### To be done
The records below are to be repeated in full, exactly as they are.

-- START OF Supplied data --

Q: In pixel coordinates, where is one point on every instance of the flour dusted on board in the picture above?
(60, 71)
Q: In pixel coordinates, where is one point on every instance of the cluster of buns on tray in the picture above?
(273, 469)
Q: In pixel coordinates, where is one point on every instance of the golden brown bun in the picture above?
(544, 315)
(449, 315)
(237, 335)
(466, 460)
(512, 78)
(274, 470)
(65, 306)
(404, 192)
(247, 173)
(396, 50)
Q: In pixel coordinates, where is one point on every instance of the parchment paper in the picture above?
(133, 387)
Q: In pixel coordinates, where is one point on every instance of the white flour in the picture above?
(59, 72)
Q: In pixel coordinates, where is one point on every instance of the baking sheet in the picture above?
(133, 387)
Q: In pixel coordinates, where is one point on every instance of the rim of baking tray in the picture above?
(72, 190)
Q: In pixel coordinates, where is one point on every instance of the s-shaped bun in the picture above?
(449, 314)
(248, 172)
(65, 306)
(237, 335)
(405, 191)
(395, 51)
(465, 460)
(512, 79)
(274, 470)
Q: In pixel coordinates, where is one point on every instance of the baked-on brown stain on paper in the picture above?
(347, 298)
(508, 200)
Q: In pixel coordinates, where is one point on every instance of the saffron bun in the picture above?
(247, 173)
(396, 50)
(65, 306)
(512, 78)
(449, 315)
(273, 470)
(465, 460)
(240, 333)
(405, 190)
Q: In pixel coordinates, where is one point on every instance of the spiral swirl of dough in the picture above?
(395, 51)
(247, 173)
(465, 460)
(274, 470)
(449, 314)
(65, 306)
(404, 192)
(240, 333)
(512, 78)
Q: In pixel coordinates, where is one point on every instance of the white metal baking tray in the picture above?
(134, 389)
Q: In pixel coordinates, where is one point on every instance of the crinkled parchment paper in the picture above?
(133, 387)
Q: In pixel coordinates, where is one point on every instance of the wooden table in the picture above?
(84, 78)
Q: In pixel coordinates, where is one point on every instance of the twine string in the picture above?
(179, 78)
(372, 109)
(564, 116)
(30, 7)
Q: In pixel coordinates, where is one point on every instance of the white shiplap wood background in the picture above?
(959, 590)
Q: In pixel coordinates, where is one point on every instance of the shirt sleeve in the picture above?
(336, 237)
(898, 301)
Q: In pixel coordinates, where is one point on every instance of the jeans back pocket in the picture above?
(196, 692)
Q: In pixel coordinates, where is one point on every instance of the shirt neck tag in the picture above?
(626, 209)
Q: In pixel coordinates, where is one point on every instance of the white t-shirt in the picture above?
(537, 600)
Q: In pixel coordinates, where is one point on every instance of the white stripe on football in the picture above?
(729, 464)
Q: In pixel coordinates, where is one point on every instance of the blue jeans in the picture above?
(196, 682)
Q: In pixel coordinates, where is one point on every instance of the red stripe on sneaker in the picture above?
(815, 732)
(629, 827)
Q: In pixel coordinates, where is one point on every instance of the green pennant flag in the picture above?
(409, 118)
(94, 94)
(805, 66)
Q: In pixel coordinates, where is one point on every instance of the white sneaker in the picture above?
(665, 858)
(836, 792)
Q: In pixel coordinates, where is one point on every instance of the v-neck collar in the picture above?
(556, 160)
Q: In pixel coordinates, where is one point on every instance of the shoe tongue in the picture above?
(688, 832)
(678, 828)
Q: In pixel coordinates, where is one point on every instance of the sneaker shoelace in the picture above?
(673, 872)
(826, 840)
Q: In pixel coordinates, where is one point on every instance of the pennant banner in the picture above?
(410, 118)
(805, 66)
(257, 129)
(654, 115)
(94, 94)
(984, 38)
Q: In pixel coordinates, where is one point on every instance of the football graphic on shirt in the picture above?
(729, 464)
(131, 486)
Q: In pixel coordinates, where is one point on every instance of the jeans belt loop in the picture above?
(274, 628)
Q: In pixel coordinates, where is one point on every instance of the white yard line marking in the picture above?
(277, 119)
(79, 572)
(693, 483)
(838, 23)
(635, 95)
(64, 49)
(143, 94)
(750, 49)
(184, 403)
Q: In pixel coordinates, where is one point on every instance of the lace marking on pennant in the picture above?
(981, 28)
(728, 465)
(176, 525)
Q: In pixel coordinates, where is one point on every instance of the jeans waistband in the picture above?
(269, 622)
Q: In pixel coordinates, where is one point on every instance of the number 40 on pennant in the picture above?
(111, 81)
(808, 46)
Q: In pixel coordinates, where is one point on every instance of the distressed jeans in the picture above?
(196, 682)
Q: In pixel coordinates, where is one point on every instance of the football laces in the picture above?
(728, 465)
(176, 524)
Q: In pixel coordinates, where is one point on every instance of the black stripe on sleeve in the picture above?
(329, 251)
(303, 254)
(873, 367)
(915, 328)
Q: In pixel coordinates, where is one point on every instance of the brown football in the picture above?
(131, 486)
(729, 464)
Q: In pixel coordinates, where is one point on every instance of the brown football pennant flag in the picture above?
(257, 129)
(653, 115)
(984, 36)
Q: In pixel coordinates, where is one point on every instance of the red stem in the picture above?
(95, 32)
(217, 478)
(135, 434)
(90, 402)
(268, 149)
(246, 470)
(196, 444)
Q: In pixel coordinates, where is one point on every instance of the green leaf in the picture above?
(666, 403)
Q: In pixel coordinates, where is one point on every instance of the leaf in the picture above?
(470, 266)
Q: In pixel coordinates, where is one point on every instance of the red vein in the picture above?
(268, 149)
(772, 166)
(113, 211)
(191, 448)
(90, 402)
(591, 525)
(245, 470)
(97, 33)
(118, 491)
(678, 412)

-- END OF Supplied data --

### Exercise solution
Q: In pixel coordinates, where is one point on every instance of the flour dusted on board in the picture above?
(60, 71)
Q: In pixel coordinates, where is one point on every instance of the cluster of buns on tray in the picture above?
(273, 469)
Q: In pixel coordinates, where is one point on every instance of the golden brown bun in the picture above?
(544, 315)
(449, 315)
(237, 335)
(466, 460)
(512, 78)
(274, 470)
(65, 306)
(404, 192)
(247, 173)
(396, 50)
Q: In pixel coordinates, where is one point on every instance of the parchment paper in the picture above?
(133, 387)
Q: In pixel coordinates, where is one point on every instance of the white flour in the picture above?
(59, 72)
Q: In pixel coordinates, where is one point on every instance of the baking sheet in the picture above?
(133, 387)
Q: In pixel coordinates, where is one point on every instance of the rim of baking tray in the picture above?
(72, 190)
Q: In pixel coordinates, where is one point on every instance of the s-shaped bun in the picture above?
(449, 314)
(248, 172)
(65, 306)
(237, 335)
(405, 191)
(395, 51)
(465, 460)
(512, 79)
(274, 470)
Q: In pixel coordinates, where is one point on every instance of the baked-on brown stain on paper in the picture above?
(347, 298)
(508, 200)
Q: In pixel coordinates, where is one point on every instance of the saffron bun in the picture above?
(247, 173)
(396, 50)
(65, 306)
(512, 78)
(449, 315)
(273, 470)
(465, 460)
(240, 333)
(405, 190)
Q: In pixel coordinates, where is one point on every instance of the spiral swirl of dough in the picture above?
(395, 51)
(247, 173)
(465, 460)
(274, 470)
(449, 314)
(65, 306)
(404, 192)
(240, 333)
(512, 78)
Q: In pixel coordinates, where is one point on every instance of the white metal baking tray in the picture above?
(134, 389)
Q: In pixel coordinates, where is one point on every instance of the crinkled parchment paper in the picture above?
(133, 387)
Q: In pixel coordinates, where is one point on every instance of the wooden table in the picture above?
(84, 78)
Q: In pixel coordinates, where is one point on every instance of the twine string in the picture above?
(179, 78)
(372, 109)
(564, 116)
(30, 7)
Q: In pixel coordinates, where is one point on every instance of the white shiplap wood background in the picture above?
(959, 590)
Q: In pixel coordinates, where is one point on every instance of the shirt sleeve in the picture above?
(336, 237)
(898, 301)
Q: In pixel coordinates, where is one point on every instance of the jeans back pocket in the picture above?
(196, 692)
Q: In pixel coordinates, where is one point on every instance of the shirt neck tag in the picture above?
(626, 209)
Q: In pixel coordinates, where is one point on every instance of the white t-shirt in the picture above?
(537, 600)
Q: In pixel coordinates, where is one point on every instance of the white stripe on football in the picture above?
(729, 464)
Q: In pixel coordinates, where is one point on every instance of the blue jeans in the picture above?
(196, 682)
Q: In pixel coordinates, where is one point on every instance of the red stripe on sneaker in the picture above?
(815, 732)
(629, 827)
Q: In pixel coordinates, where is one point on every instance of the green pennant flag in the picture above?
(409, 118)
(94, 94)
(805, 66)
Q: In pixel coordinates, where is one point on every instance of the white sneaker in the picture above?
(665, 858)
(836, 792)
Q: In pixel coordinates, where is one point on every instance of the v-neck collar in the picture above?
(556, 160)
Q: In pixel coordinates, where is one point on every instance of the shoe tongue in the picture above?
(688, 832)
(678, 828)
Q: In pixel coordinates, where is one point on every instance of the sneaker shoelace in the picture above?
(673, 872)
(826, 840)
Q: In pixel coordinates, where is one point on every instance of the pennant banner in the picture above?
(410, 118)
(805, 66)
(257, 129)
(654, 115)
(94, 94)
(984, 38)
Q: In pixel coordinates, where is one point on every instance of the football graphic on shirt in the picture above?
(729, 464)
(131, 486)
Q: In pixel coordinates, where is one point on every instance of the jeans belt loop in the picture above?
(274, 628)
Q: In pixel coordinates, where is one point on every instance of the white yard line marking in the picture above?
(277, 119)
(79, 572)
(693, 483)
(838, 23)
(635, 95)
(64, 49)
(143, 94)
(750, 49)
(184, 403)
Q: In pixel coordinates, where is one point on every instance of the lace marking on pennant in the picture above?
(981, 28)
(728, 465)
(176, 525)
Q: In pixel coordinates, where is one point on every instance of the jeans waistband in the picture above?
(269, 622)
Q: In pixel coordinates, where is one point on every instance of the number 40 on pennant in the picture above?
(111, 81)
(808, 46)
Q: In pixel coordinates, where is one point on every instance of the distressed jeans in the picture above?
(196, 682)
Q: In pixel coordinates, where is one point on every instance of the football laces in the picture above?
(728, 465)
(176, 524)
Q: In pixel coordinates, where is one point on every instance of the black stripe on sleeve in the picture above?
(329, 251)
(303, 254)
(873, 367)
(915, 328)
Q: In pixel coordinates, where is one point on every instance of the brown football in the picture above?
(131, 486)
(729, 464)
Q: In pixel coordinates, where is one point on every instance of the brown football pennant flag in the picture above?
(257, 129)
(653, 115)
(984, 36)
Q: In pixel coordinates, where is one point on every instance of the red stem in the picture above?
(95, 32)
(217, 478)
(135, 434)
(90, 402)
(268, 149)
(246, 470)
(196, 444)
Q: In pixel coordinates, where is one point on every instance of the green leaf in the picture above?
(666, 403)
Q: In pixel coordinates, where is one point on every instance of the leaf in the picture above?
(470, 266)
Q: In pixel coordinates, where is one point on every instance of the red vein in the picture above?
(268, 149)
(772, 166)
(113, 211)
(191, 448)
(90, 402)
(591, 525)
(245, 470)
(97, 33)
(118, 491)
(678, 412)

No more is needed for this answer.